- _What is expected_: Every line below that carries the word "plate" needs to be copied.
Start of Exercise inputs
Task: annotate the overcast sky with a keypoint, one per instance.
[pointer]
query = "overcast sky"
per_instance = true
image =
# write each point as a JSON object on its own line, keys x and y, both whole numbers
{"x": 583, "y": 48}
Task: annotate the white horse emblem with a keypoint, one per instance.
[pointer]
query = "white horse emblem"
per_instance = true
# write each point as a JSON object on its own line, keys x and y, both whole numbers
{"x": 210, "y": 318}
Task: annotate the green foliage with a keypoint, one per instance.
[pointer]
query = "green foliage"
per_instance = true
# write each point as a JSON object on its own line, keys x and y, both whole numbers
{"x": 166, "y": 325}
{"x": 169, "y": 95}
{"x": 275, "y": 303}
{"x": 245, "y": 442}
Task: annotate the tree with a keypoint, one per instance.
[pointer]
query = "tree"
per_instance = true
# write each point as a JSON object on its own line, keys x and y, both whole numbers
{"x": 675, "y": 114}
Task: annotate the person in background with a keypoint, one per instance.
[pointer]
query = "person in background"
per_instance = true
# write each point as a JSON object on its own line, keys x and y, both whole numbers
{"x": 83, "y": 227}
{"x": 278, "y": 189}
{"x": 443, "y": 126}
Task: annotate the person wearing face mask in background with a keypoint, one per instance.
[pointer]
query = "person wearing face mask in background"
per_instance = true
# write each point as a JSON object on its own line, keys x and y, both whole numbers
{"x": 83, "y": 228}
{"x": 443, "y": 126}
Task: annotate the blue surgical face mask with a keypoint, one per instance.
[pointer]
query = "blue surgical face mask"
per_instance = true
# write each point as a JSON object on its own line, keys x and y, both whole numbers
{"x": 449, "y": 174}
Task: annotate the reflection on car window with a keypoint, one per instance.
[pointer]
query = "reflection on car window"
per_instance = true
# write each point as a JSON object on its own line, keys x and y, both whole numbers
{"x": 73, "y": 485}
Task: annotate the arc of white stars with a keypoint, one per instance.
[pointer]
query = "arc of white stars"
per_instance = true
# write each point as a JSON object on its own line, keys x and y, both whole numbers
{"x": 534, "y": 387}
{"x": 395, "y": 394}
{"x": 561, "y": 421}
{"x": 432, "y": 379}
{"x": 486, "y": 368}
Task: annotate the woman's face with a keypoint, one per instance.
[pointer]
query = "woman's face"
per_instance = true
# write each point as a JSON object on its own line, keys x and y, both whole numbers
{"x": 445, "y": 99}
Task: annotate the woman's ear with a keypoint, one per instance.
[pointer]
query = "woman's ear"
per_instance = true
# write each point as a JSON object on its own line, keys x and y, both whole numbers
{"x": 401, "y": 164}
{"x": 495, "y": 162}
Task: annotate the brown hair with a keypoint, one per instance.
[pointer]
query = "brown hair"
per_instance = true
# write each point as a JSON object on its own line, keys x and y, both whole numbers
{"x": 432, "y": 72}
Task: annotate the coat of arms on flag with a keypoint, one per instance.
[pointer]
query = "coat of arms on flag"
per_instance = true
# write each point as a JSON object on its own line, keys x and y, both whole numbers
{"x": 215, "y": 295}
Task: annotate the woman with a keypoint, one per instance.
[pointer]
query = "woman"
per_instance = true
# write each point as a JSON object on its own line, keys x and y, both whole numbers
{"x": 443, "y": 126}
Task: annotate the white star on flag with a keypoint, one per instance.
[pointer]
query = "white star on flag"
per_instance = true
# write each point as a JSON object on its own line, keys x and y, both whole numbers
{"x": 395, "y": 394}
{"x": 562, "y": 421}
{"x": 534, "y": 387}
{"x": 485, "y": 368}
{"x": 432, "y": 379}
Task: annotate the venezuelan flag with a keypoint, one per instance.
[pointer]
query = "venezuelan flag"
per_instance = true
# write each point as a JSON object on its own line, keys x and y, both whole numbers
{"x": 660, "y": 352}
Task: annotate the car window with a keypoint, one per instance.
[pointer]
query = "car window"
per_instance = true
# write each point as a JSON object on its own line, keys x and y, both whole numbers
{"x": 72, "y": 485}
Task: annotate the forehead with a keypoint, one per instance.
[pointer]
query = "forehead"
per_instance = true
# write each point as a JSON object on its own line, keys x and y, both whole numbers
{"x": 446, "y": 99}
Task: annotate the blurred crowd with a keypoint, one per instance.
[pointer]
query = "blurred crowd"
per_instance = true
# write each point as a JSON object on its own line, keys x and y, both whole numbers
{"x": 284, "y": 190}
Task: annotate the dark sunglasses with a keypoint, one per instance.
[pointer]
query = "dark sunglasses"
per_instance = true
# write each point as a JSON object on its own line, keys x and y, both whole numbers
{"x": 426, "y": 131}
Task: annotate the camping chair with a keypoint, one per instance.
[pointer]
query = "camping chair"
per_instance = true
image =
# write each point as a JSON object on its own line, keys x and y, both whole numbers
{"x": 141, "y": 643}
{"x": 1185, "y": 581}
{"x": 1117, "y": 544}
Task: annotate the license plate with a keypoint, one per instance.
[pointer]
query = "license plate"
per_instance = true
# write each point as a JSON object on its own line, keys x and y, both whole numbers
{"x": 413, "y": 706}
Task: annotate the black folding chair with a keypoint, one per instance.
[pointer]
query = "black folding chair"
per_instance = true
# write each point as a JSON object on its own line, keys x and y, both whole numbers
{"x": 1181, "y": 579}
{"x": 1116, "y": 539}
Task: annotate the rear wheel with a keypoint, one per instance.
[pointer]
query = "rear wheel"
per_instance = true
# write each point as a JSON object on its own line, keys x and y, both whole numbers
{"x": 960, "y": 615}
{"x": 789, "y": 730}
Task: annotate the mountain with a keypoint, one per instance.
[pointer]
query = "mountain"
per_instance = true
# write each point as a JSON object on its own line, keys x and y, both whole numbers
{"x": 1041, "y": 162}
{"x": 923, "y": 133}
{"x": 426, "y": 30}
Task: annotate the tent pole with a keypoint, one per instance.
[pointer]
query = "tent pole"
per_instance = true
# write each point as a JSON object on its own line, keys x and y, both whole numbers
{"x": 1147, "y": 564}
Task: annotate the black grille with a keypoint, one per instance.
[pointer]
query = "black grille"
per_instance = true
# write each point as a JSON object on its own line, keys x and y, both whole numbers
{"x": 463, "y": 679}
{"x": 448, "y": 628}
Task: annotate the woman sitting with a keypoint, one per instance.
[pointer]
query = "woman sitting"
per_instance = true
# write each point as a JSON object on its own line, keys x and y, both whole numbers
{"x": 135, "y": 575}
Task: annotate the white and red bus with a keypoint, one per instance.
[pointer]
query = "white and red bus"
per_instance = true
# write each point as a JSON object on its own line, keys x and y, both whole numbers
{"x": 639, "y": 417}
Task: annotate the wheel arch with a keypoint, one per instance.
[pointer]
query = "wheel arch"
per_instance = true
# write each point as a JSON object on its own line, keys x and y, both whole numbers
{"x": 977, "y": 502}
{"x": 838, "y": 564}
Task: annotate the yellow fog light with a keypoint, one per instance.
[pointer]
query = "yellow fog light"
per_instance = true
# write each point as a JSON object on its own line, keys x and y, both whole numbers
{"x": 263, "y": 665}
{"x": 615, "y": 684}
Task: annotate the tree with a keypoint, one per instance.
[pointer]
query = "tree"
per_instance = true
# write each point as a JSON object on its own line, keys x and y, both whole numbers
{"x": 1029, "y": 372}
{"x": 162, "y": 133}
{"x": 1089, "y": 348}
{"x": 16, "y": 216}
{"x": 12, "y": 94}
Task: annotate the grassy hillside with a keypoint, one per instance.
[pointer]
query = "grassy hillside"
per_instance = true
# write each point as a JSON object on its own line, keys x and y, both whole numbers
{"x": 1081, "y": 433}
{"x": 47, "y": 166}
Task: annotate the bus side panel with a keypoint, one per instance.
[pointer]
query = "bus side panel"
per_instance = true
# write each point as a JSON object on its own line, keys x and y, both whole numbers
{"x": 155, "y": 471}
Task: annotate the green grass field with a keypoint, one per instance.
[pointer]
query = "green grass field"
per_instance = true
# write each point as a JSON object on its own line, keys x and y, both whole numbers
End of Exercise inputs
- _Answer box_:
Task: annotate the license plate with a keypoint, one per instance.
query = "license plate"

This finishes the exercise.